*Job A*. Copy out the passage on beta-reader feedback, everything from "- Alter the" down to "people feels good.", substituting "draft" for "manuscript".
*Job B*. Write the next portion of the passage on sorting beta-reader comments, continuing after its final sentence.

-- START OF Excerpted passage --

This is another place where writing a synopsis can help. If you know the vision for your book, you can quickly judge whether the comments you receive:
- Fit within your existing structure for the book (tweaks)
- Alter the structure of the book (rewrites)
- Are complete nonsense (self-serving blah blah blah)
And if you’ve presented your best book to your beta readers, the nitnoid comments will be at a minimum and probably actually useful.
When you’re reading comments, the first thing you want to do is sort out the nonsense comments. To some extent, any comment that you get on a manuscript is self-serving: your beta-readers wouldn’t be reading your work if they didn’t get something out of it:
- They enjoy reading your work and want you to get out the best book possible (whatever their particular version of “best” is).
- They want to learn more about writing, and your work brings up topics they want to discuss.
- They want to help you get better at writing, because helping people feels good.
- They want to help you get better at writing, because they’re paying forward a debt to someone who helped them.
- They kind of like your work, don’t really understand it, and want to make it into something they do understand, so they’ll enjoy it more.
- They’re frustrated with your work and want to both explain/prove it to you.

-- END OF Excerpted passage --
-- START OF Material shown --

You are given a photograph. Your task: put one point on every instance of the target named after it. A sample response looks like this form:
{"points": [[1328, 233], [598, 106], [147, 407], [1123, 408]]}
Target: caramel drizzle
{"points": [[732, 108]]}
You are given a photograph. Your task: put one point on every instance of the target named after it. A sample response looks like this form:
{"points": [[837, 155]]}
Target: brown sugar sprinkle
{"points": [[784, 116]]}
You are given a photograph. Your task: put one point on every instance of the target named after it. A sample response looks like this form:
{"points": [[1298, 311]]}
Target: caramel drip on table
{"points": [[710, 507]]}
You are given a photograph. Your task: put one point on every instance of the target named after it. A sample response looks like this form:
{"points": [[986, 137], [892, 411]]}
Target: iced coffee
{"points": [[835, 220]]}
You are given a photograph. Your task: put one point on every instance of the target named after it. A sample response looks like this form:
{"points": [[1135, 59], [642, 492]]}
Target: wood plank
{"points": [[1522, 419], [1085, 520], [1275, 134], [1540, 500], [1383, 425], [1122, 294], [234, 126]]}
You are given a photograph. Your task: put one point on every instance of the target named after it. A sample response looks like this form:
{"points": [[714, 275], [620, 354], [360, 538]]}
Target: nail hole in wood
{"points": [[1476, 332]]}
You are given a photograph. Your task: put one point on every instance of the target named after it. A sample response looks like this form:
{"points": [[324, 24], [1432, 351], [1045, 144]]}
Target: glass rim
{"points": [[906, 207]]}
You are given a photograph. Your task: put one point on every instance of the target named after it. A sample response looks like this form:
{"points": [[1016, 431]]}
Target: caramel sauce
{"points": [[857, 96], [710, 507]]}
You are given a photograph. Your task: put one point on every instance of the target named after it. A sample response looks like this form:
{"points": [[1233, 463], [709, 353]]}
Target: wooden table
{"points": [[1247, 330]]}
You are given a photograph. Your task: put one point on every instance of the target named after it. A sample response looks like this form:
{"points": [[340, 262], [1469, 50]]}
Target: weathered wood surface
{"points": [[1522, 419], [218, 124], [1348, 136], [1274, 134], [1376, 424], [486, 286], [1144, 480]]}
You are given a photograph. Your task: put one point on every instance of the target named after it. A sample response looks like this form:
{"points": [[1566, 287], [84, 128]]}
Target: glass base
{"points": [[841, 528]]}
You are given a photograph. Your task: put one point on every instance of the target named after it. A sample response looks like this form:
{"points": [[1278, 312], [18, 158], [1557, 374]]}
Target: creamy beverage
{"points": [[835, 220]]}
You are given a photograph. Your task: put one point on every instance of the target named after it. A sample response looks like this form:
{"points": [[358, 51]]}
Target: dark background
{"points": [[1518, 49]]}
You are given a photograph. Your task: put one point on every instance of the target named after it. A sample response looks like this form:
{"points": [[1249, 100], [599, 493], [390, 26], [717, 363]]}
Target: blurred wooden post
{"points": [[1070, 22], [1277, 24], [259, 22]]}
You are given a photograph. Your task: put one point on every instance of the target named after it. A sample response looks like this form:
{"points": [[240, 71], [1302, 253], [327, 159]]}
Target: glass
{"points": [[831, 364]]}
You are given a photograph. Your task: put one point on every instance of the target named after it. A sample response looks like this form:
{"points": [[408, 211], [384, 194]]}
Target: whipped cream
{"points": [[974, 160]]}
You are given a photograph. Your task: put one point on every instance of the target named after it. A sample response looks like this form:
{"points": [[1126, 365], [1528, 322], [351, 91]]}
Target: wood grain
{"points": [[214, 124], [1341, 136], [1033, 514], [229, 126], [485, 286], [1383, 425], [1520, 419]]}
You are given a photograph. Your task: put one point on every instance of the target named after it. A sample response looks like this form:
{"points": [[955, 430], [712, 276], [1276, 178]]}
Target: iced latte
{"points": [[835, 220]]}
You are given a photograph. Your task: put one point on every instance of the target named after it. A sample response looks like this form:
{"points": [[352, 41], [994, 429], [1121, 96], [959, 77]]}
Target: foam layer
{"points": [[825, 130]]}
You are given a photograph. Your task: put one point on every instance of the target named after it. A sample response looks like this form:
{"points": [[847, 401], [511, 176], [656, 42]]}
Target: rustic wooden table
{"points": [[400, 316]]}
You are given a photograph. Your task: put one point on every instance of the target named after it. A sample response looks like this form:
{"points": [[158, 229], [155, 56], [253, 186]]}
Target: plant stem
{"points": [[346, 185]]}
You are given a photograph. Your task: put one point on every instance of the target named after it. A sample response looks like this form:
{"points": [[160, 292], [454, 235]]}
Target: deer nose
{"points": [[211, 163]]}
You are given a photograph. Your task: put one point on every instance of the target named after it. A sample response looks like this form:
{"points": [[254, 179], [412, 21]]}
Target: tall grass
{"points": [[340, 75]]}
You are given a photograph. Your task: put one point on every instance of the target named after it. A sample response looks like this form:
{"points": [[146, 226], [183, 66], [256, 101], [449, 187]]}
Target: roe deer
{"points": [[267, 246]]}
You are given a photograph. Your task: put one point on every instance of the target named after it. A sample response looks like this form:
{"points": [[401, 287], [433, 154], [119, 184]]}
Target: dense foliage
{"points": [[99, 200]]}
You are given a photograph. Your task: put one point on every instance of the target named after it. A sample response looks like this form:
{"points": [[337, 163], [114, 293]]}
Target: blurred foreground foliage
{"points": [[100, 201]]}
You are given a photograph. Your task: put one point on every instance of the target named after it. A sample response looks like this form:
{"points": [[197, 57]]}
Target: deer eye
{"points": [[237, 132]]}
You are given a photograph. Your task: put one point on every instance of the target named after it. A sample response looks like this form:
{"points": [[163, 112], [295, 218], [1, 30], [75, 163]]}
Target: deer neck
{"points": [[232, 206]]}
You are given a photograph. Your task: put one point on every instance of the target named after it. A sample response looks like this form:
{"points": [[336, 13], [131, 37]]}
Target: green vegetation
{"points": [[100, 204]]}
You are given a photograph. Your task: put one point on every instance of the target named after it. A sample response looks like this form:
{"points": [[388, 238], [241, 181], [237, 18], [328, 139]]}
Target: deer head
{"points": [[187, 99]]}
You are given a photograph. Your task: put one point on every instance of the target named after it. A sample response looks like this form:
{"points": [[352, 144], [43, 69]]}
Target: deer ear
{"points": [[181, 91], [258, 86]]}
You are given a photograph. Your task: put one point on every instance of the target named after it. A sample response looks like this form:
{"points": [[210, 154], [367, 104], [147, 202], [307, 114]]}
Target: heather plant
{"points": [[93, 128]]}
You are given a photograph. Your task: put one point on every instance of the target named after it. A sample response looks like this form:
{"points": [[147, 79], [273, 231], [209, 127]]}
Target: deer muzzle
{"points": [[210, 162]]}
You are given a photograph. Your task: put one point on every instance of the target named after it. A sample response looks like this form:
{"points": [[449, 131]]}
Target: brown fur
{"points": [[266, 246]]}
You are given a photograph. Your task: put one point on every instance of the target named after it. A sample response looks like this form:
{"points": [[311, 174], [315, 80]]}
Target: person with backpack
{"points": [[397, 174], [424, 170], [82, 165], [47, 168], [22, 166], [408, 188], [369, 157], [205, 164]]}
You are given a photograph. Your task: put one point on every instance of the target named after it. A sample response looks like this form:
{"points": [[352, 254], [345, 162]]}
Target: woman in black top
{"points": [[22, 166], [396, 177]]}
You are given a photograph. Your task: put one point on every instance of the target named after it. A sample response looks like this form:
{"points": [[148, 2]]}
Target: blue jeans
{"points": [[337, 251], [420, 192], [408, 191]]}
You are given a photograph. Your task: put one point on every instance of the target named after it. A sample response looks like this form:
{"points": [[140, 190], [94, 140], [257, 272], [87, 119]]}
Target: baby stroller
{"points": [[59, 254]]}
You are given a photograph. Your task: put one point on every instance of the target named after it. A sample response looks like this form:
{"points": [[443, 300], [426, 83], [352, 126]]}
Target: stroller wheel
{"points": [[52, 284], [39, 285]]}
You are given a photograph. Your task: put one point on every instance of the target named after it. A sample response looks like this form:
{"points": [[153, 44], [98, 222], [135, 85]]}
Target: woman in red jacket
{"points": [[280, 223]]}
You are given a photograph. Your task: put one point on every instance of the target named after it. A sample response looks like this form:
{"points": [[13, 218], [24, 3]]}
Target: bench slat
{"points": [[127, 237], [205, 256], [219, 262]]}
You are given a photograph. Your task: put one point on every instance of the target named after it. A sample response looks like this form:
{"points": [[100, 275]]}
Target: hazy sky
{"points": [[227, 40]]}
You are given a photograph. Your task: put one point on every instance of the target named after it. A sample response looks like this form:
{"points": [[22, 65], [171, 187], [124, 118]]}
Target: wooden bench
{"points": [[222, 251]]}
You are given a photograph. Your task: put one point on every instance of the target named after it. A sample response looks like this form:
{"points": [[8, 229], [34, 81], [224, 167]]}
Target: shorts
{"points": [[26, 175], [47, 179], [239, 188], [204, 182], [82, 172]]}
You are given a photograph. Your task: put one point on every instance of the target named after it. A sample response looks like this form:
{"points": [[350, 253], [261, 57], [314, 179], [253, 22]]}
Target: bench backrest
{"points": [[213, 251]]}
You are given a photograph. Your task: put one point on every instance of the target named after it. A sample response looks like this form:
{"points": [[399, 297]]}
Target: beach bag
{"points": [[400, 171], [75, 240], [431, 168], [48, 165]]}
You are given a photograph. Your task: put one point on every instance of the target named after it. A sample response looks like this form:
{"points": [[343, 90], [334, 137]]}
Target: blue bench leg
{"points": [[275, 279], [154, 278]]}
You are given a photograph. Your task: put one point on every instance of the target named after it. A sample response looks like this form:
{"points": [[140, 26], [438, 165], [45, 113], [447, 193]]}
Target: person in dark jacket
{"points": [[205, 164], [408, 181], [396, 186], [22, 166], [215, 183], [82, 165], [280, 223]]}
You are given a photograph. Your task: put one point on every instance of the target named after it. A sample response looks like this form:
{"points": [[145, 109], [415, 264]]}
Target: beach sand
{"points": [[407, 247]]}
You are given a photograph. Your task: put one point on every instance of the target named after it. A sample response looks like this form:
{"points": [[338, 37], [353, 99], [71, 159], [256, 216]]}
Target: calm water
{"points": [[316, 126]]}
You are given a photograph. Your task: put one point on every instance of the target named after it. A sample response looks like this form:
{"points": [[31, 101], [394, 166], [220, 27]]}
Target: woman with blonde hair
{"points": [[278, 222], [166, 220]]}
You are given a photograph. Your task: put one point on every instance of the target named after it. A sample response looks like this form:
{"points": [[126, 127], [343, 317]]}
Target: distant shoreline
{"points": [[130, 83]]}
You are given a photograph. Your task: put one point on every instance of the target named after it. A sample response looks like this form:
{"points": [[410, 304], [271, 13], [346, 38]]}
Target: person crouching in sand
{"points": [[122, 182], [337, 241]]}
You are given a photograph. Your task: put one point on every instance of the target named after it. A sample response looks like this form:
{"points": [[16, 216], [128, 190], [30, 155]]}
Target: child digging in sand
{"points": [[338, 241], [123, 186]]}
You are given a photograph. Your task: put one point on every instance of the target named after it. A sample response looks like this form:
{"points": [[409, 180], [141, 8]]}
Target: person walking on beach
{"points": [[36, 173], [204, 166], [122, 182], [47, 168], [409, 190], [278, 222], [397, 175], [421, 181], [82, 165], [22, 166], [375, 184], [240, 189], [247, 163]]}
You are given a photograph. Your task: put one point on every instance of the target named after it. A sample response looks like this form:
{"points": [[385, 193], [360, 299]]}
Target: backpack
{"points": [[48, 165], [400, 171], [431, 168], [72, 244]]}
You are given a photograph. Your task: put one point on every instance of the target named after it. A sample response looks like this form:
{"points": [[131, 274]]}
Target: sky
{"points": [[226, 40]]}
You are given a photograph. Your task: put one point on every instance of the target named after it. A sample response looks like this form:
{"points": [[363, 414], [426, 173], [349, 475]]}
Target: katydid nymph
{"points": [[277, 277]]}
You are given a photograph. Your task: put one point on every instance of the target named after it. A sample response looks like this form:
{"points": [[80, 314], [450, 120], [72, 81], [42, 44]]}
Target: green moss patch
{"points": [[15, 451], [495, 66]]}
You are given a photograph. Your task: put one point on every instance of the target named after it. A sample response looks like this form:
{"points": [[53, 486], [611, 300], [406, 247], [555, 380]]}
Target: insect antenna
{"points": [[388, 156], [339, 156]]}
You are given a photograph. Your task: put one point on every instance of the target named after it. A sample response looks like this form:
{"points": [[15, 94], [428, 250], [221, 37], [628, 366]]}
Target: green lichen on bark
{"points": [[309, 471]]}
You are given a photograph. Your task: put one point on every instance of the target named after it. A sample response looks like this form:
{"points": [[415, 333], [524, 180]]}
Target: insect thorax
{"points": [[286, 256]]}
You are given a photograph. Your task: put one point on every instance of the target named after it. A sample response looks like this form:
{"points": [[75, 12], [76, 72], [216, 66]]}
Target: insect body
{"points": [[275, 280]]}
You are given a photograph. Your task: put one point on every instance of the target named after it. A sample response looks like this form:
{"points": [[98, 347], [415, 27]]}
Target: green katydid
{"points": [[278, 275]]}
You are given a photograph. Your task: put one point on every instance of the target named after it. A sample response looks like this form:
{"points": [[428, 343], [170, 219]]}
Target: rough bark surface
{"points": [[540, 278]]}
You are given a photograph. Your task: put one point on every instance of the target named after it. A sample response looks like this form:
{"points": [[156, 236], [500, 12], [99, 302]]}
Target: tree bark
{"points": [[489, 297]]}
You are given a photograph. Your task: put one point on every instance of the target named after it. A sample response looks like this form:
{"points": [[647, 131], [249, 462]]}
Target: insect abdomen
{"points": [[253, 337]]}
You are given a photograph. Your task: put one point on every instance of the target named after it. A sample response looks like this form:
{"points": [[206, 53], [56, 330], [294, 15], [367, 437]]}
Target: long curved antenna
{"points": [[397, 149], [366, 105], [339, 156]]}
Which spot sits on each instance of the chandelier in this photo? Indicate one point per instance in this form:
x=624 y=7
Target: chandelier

-- END OF Material shown --

*Task answer A*.
- Alter the structure of the book (rewrites)
- Are complete nonsense (self-serving blah blah blah)
And if you’ve presented your best book to your beta readers, the nitnoid comments will be at a minimum and probably actually useful.
When you’re reading comments, the first thing you want to do is sort out the nonsense comments. To some extent, any comment that you get on a draft is self-serving: your beta-readers wouldn’t be reading your work if they didn’t get something out of it:
- They enjoy reading your work and want you to get out the best book possible (whatever their particular version of “best” is).
- They want to learn more about writing, and your work brings up topics they want to discuss.
- They want to help you get better at writing, because helping people feels good.

*Task answer B*.
- They’re jealous and want to find something wrong with it, no matter how large or small, and use it to hurt you.
- They feel pressured or obligated to read your work (e.g., you read theirs).
- They dislike the way you see the world and want to prove that your worldview is wrong by taking it out on your work.
There are probably more reasons that people read your work in draft form for you, with both positive and negative intentions, but I think this covers the main ones. (Note that when someone who offers you money for a story–an editor–wants changes, it’s so it will sell better, in their opinion. Not that editors are objective, but generally the editor will already like your work, enjoy reading it, and want to make money selling it by that point.)
The thing is that you can almost always get good feedback from any reader with positive or negative intentions, unless the reason they’re reading is that last point: people who, by definition, don’t like how you think and feel will rarely have anything useful to say to you about your work. So throw those comments out. You can’t even trust their decisions about commas. Just let them go and know that when you get published, you wil probably get similar feedback through reviews, etc., at which point you will just let those comments go, too.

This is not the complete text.